▶ Jobs:
(1) In the post on learning R and statistics, reproduce the stretch from "The labs are" through "back to Coursera.".
(2) In the post on learning R and statistics, what web-based platform do the course's R labs run on?
(3) Write what comes next in the post on learning R and statistics, picking up after its last sentence.

▶ Reading passage:
::::

I've been saying for ages that I need to learn the statistical programing language R, so that I can work with all the bioinformatic data we're generating.  So yesterday I looked through the Coursera offerings and found an introductory statistics course that taught R (Data Analysis and Statistical Inference, taught by Mine Cetinkaya-Rundel of Duke University.  It started a few weeks ago, and I've spent yesterday watching the Week 1 videos and doing the Week 1 R lab.

The labs are excellent.  They use a web-based R learning platform called DataCamp - each lab is a long series of guided exercises: with each exercise you're given a bit of instruction and asked to use it to display something or graph something or calculate something.  Integrated multiple-choice questions check your understanding - DataCamp automatically sends your results back to Coursera.

It's also very good that they're part of a basic statistics course, since I've always been disgracefully ignorant of this.  The video lectures are good -short but many, and aimed at the complete beginner.  I was initially quite pleased to be learning what 'marginal' means, and the differences between variance and standard deviation and standard error.  The course materials are very well designed.

But I started getting frustrated when I tried to think more deeply about quantifying variation.  I can sort-of understand why we want to know how variable the members of the population are, but this was never really explained, and I have no idea why we measure it the way we do.  To me it seems simplest to measure variation by calculating how different each individual is from the mean (the deviations), summing the absolute values of these and dividing by the number of individuals.  But that's not what's done.  Instead we square each of the deviations and sum that, to get the 'variance'.  But we don't use the variance (at least not yet), instead we take its square root, which we call the 'standard deviation' and use as our measure of variation.  Why is this cumbersome measurement better that just taking the mean of the deviations?  The instructor doesn't explain; the textbook doesn't explain.

In the first lecture of Week 3 we come to something called The Central Limit Theorem'.  This is apparently a big deal, but I don't know what the point is.  We've moved from considering the properties of a single sample from a population to considering the properties of many independent samples (size n) from the same population - I have no idea why.  The Central Limit Theorem tells us that, if we take many samples and calculate the mean of each one, the mean of these means will be the same as the population mean (is this not expected?), and that the shape of the distribution of means will be 'nearly normal', and that the standard deviation of the means will be smaller than that of the population, by a factor of 1/√n.  So what?  What do we gain by repeating our sampling many times.  Seems like a lot of work, to what end?

Then we're supposed to learn a list of conditions under which the Central Limit Theorem applies.  But without understanding the point, this was too much like rote memorization to me, and why should I bother?

1. The variance is preferred to your measure of variation because it's linked, mathematically, to the definition of a normal distribution; specifically it's one of two parameters (the other being the mean) that completely describe a normal distribution. Because most of statistics is about comparing what happens in normal distributions, this is correspondingly important to statisticians.

The point of the central limit theorem is not that you repeat things multiple times but because it lets you understand how the sample mean relates to the population mean. When you're a getting a p-value from a statistical test what you're doing is calculating a probability that the population means of your two populations are distinct given your sample data. To derive this out you need to know how your sample mean links to the population mean: hence the central limit theorem.

::::

Saved data entries
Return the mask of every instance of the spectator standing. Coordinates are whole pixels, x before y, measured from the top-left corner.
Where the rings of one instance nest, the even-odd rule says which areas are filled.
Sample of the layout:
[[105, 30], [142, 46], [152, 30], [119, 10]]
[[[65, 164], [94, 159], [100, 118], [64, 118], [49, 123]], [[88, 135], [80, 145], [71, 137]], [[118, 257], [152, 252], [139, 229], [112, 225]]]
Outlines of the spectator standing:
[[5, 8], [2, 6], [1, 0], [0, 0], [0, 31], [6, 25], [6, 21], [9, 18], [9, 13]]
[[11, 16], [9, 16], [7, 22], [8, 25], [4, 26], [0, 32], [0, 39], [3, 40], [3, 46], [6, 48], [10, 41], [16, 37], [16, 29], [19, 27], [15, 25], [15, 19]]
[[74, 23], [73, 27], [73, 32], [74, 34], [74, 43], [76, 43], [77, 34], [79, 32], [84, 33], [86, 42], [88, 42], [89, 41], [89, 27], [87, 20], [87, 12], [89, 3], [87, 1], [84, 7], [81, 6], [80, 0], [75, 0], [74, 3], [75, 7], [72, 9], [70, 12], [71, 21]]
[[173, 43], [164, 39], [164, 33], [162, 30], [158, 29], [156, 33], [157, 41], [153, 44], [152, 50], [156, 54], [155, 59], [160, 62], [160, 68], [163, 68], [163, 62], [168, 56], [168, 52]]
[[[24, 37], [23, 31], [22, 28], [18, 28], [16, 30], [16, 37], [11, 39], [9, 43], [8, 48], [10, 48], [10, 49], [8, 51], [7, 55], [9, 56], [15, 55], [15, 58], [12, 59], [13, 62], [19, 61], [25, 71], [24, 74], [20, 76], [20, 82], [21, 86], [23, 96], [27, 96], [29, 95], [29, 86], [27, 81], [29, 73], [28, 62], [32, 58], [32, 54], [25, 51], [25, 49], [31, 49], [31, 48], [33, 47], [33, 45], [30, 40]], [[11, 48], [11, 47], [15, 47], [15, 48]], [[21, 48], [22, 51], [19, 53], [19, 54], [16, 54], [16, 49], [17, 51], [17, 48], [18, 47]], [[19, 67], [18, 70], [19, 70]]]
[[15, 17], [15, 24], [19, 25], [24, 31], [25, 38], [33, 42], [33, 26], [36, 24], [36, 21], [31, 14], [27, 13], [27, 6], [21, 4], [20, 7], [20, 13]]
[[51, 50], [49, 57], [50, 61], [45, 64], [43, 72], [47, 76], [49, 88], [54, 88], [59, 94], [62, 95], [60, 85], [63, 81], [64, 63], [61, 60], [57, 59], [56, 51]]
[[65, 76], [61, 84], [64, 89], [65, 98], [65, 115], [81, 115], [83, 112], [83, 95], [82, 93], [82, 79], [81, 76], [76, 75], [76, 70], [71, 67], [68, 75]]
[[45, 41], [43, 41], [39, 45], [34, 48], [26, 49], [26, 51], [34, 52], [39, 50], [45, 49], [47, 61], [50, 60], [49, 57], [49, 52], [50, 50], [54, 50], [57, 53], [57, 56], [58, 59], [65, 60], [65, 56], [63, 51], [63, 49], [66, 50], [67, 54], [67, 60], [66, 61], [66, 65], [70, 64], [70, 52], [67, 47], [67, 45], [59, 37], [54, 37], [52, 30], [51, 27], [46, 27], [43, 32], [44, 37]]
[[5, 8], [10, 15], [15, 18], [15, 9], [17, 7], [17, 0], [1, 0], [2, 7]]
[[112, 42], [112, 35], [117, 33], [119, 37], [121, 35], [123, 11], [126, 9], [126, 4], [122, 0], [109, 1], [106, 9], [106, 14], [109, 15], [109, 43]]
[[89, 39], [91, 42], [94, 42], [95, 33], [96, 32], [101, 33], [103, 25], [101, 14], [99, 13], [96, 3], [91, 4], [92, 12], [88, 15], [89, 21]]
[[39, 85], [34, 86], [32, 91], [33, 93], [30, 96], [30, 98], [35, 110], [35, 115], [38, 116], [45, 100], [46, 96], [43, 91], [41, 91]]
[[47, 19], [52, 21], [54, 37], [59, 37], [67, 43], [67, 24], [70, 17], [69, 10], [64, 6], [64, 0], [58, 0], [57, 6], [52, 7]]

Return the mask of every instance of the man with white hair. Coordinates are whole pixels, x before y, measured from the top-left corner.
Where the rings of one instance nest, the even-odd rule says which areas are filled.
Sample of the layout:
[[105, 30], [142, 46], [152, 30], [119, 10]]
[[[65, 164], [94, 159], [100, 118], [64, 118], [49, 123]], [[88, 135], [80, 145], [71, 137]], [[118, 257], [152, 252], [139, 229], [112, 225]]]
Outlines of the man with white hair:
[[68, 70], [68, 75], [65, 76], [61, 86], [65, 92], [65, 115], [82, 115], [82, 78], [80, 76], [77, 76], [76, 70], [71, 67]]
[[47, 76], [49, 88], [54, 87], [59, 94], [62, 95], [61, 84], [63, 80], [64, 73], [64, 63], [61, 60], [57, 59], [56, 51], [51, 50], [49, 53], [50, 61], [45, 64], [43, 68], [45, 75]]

::::

▶ Per-task outputs:
(1)
The labs are excellent.  They use a web-based R learning platform called DataCamp - each lab is a long series of guided exercises: with each exercise you're given a bit of instruction and asked to use it to display something or graph something or calculate something.  Integrated multiple-choice questions check your understanding - DataCamp automatically sends your results back to Coursera.

(2) DataCamp

(3)
Note that while you describe this as being obvious, mathematicians are never happy unless they've proved something and, in fact, the central limit theorem only holds under some conditions and when these conditions are violated it can be the case that the mean of the sample means does NOT tend to the population mean.

2. One of the uses of statistics in science is to compare and rank models, whereas statisticians tend to be more or equally concerned with making predictions about future measurements.

The standard deviation (SD) allows you to make predictions for future measurements while the mean absolute deviation (MAD) doesn't (as far as I know).

For example, if you make an additional measurement there is a 68% chance that it will be within 1 SD of the mean that you have already measured (assuming a normal distribution). I don't think you can make a similar statement based on a MAD.

Similarly if you make 10 new measurements, the central limit theorem can be used to predict how close the average of these measurements will be to the average you have already measure (on a larger sample).

I found this video very instructive: https://www.khanacademy.org/math/probability/statistics-inferential/sampling_distribution/v/central-limit-theorem

3. A couple of other add ons. Variance is also really handy for multidimensional data, so we you do regressions or Principle component analysis that is all done through variances and covariances, and therefore the need for the squaring. When it comes to standard deviation in some sense you are getting the absolute value, because the technical definitions of absolute value that I have seen was that it was the squareroot of the number squared. Which seems rather strange, but is a neat way to define an algorithm to get the absolute value.

4. Here's a whole paper on the question of standard vs mean deviation: http://www.leeds.ac.uk/educol/documents/00003759.htm

Money quote:

"Given that both SD and MD do the same job, MD's relative simplicity of meaning is perhaps the most important reason for henceforth using and teaching the mean deviation rather than the more complex and less meaningful standard deviation. Most researchers wishing to provide a summary statistic of the dispersion in their findings do not want to manipulate anything, whether algebraically or otherwise. For these, and for most consumers of research evidence, using the mean deviation is more democratic."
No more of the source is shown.